This all sounds authoritative, and I'm not necessarily accusing Leblanc of intentional mendacity, but of course the reader has no practical way to audit her source material. Even granting her 100% accuracy of recall and transcription there are still a couple of points worth noting.
She says that (a) this is a work of non-fiction; (b) she (the author) was present at many of the scenes described; and (c) the author does not in fact appear in any of these scenes. Alas, this is a contradiction on its face.
There is an elegiac quality to some of the reminiscing she transcribes in terms of things like the attractiveness of men and women, the wealth of drug dealers, and so on. How much of this is gilding the memories, a natural thing for people to do when they talk about their pasts?
I am also disturbed by the narrative tone of the book. It partially sounds like anthropology, but in fact at best is nonfiction reportage. The anthropological tone---almost like Margaret Meade or Oscar Lewis's Mexico studies---tends to manipulate the reader to put aside normal skepticism, and also to regard the characters in the book as quaint "subjects"---rather than the sign of the failure of our society and culture that they are. This is voyeurism, plain and simple.
"Random Family" features third-person omniscient narrative---the narrator is apparently all-seeing and all-knowing. Every time this narrative (outside of dialog and memories) slipped in the demotic argot of the characters in the book---for example, "broke night" is a standard phrase used in the book to describe staying up all night---I was jarred.
In the end, this is a compelling book and a great read that left me sad for the waste of lives and human talent that it describes, and also with some doubts about the tone and substance of the narration.

- _EXTRACTED RECORDS_
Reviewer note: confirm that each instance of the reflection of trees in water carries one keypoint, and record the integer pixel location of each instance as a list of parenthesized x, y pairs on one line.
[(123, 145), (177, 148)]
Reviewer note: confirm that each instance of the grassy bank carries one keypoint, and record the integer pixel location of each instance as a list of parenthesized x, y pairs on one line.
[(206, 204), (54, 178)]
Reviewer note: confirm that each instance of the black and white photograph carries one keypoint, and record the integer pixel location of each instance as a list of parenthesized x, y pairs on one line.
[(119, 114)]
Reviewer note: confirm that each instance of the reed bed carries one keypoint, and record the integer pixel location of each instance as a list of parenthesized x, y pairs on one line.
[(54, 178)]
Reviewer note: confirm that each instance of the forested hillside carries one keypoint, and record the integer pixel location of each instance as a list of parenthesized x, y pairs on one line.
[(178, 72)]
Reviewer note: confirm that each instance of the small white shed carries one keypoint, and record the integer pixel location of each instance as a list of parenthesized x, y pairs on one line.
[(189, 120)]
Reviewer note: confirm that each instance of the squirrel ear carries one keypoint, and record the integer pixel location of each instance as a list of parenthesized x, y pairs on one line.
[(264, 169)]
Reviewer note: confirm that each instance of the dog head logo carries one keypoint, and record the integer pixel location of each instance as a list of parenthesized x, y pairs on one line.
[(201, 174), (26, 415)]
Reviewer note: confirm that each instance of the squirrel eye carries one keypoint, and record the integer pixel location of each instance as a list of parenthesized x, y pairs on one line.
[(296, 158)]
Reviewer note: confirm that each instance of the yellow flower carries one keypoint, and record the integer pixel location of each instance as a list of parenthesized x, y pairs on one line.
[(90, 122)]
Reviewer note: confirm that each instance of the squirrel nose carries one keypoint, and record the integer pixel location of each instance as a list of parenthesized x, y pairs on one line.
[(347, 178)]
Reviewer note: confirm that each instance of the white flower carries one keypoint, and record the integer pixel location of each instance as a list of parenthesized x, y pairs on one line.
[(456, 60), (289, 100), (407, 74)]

- _EXERCISE BRIEF_
Repeat the book review word for word, beginning at the words "This all sounds" and stopping after "points worth noting.". The material comes from a separate source.

- _EXERCISE RESULT_
This all sounds authoritative, and I'm not necessarily accusing Leblanc of intentional mendacity, but of course the reader has no practical way to audit her source material. Even granting her 100% accuracy of recall and transcription there are still a couple of points worth noting.